→ Required work: Gather each line of the entries that includes the word "bridge" and copy it.
##### Record set #####
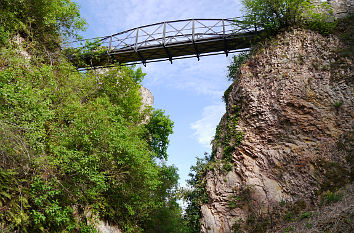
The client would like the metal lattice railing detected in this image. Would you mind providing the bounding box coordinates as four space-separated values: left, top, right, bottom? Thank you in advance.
69 19 257 66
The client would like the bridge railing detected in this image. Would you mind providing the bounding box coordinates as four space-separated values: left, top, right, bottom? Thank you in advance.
65 19 255 52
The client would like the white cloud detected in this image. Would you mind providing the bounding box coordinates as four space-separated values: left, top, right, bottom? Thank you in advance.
190 104 225 148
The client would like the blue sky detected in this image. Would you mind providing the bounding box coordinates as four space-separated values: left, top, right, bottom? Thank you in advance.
74 0 241 185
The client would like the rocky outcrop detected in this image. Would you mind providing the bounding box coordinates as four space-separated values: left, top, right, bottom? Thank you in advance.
201 29 354 233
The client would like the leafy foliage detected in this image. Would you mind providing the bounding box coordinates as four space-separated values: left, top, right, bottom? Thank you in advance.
184 154 211 233
227 52 249 81
242 0 334 33
0 42 183 232
0 0 86 48
147 110 173 159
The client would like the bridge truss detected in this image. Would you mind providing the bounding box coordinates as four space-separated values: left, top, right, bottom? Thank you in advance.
65 19 257 68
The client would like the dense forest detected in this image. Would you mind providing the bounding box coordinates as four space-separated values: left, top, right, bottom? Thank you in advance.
0 0 186 232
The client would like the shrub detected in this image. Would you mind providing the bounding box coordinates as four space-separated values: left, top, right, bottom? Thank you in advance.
242 0 334 34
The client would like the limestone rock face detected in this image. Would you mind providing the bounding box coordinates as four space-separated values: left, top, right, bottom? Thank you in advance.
201 29 354 233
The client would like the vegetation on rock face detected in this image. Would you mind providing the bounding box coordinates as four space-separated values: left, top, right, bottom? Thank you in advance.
0 0 184 232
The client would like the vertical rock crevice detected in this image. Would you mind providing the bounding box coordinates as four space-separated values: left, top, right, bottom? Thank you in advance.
201 26 354 233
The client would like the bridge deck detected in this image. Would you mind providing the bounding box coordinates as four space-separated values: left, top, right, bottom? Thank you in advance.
69 19 257 68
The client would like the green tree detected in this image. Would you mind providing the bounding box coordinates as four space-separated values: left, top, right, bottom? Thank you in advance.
0 0 86 48
184 153 211 233
242 0 333 33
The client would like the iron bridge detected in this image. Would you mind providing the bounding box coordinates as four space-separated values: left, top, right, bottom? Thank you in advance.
68 19 258 68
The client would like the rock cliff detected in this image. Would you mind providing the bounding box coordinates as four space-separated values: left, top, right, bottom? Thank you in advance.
201 23 354 233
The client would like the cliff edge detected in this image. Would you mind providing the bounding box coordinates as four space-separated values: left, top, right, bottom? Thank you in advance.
201 21 354 233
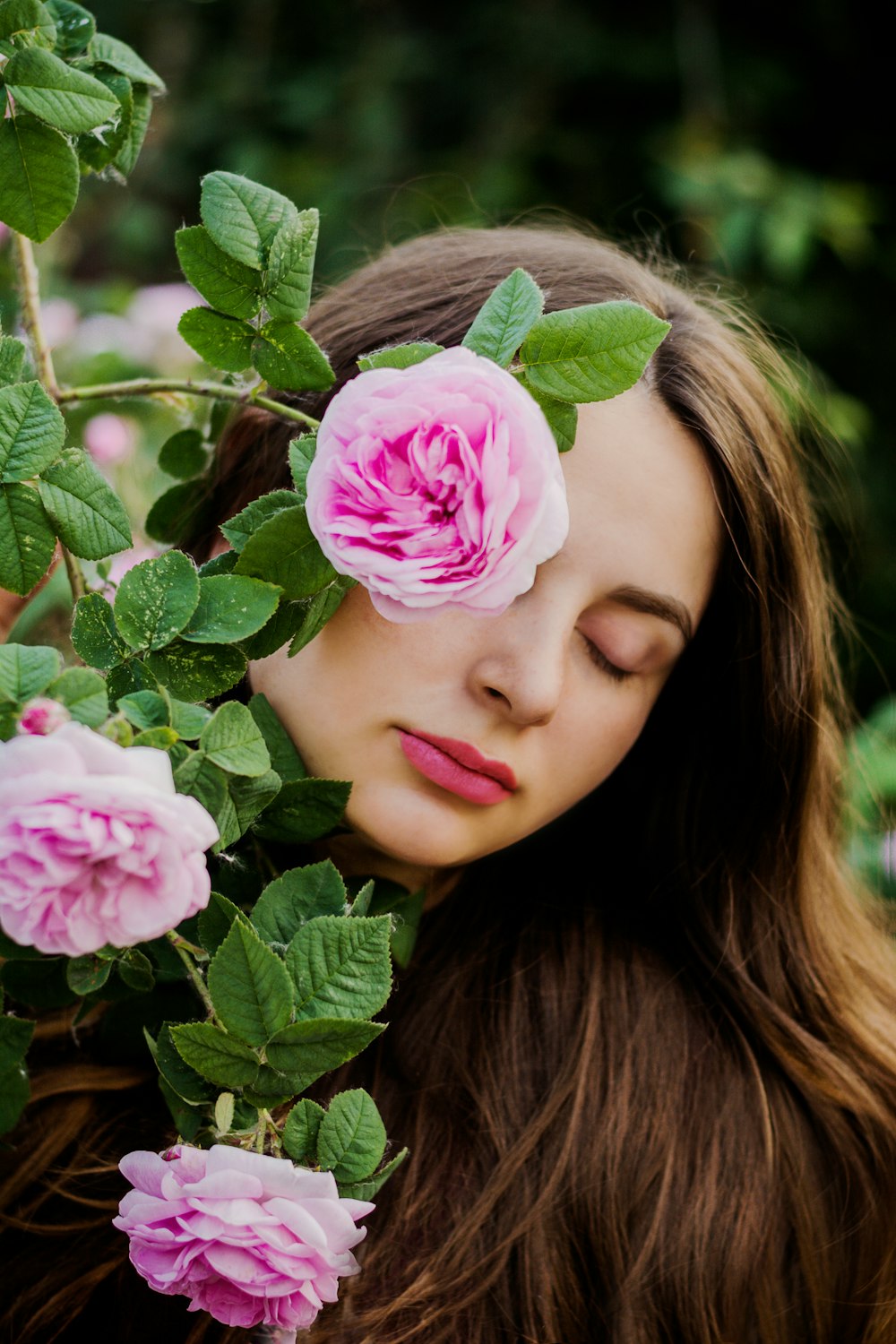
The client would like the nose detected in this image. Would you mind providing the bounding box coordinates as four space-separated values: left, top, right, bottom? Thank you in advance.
470 594 570 728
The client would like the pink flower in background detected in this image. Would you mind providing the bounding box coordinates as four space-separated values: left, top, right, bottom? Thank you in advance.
0 723 218 957
113 1144 374 1331
307 349 570 621
16 695 71 737
83 411 137 467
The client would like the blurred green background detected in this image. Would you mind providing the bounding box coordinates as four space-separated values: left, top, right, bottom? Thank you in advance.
3 0 896 712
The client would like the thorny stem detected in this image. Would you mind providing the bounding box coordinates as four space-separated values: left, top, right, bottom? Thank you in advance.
165 929 215 1018
55 378 320 429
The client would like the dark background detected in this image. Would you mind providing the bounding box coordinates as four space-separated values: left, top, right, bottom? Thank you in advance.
50 0 896 711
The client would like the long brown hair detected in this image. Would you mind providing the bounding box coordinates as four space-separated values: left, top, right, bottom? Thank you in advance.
4 228 896 1344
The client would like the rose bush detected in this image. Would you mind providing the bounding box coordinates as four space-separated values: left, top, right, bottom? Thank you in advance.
0 723 218 957
307 349 570 621
114 1144 374 1331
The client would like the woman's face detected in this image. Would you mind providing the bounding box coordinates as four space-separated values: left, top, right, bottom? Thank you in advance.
250 384 721 887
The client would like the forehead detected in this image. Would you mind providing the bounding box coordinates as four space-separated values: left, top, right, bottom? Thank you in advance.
562 384 723 621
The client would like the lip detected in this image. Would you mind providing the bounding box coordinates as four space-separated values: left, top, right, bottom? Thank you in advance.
398 728 517 806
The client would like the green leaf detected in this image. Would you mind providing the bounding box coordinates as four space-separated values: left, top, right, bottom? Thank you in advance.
264 210 320 323
289 435 317 504
38 448 133 561
170 1021 258 1088
47 668 108 728
0 383 65 483
235 504 336 599
159 429 205 481
461 266 544 368
264 1018 384 1093
283 1097 326 1167
199 704 270 779
0 484 56 597
208 919 293 1046
251 322 334 392
65 953 113 997
286 916 392 1016
248 693 307 785
175 225 262 319
251 859 347 946
339 1148 409 1201
114 551 204 650
255 780 352 844
0 1015 35 1072
113 85 151 177
0 644 62 704
358 340 444 374
146 640 246 701
0 336 25 387
317 1088 385 1183
46 0 97 61
200 172 298 271
220 491 298 553
0 113 81 244
521 376 579 453
177 308 255 374
520 300 670 403
71 593 130 672
87 32 165 93
4 47 118 134
181 574 280 644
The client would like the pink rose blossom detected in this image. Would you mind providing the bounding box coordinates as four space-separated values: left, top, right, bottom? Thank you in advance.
113 1144 374 1331
0 723 218 957
307 349 570 621
16 695 71 737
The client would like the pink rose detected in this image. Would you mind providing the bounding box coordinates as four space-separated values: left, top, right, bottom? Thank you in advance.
0 723 218 957
307 349 570 621
113 1144 374 1331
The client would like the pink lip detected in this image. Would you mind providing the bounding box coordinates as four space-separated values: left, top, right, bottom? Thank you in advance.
398 728 517 806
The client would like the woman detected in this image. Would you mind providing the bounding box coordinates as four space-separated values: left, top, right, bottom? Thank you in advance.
4 228 896 1344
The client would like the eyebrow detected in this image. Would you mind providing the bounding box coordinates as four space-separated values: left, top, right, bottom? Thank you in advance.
607 585 694 644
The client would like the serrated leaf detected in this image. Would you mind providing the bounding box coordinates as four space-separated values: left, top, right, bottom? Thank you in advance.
264 1018 384 1093
520 300 670 403
317 1088 385 1183
234 504 336 601
199 701 270 779
170 1021 258 1088
175 225 262 320
286 916 392 1016
181 574 280 644
4 47 118 134
0 484 56 597
146 640 246 701
255 780 352 844
220 491 298 554
208 919 293 1046
251 322 334 392
0 382 65 483
282 1097 326 1167
177 308 255 374
0 113 81 244
47 668 108 728
358 340 444 374
0 644 62 704
114 551 204 650
71 593 130 672
38 448 133 561
89 32 165 93
248 693 307 785
461 266 544 368
200 172 298 271
250 859 347 946
264 209 320 323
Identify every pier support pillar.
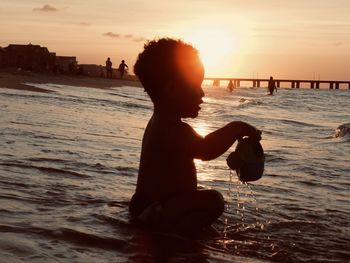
#####
→ Task response:
The client would like the bridge railing detected in this image. Would you mind providing the bounding box coordinates as four space-separated values: left, top, right, bottom? Thank you in advance.
The client would like the bridge truss detected in this image. Would you mind providing the bounding box coordinates as four space-separated values: left, top, right, bottom? Thank you in advance.
The client would like the bridge deck detected in this image. Would you mind providing the bounding box coordinates as four space-separated values: left, top, right, bottom? Thank you in advance.
The client would like the iron bridge detected in this image. Would you mind providing the bounding box coordinates as four space-separated values: left, top, right, bottom? Thank you in advance.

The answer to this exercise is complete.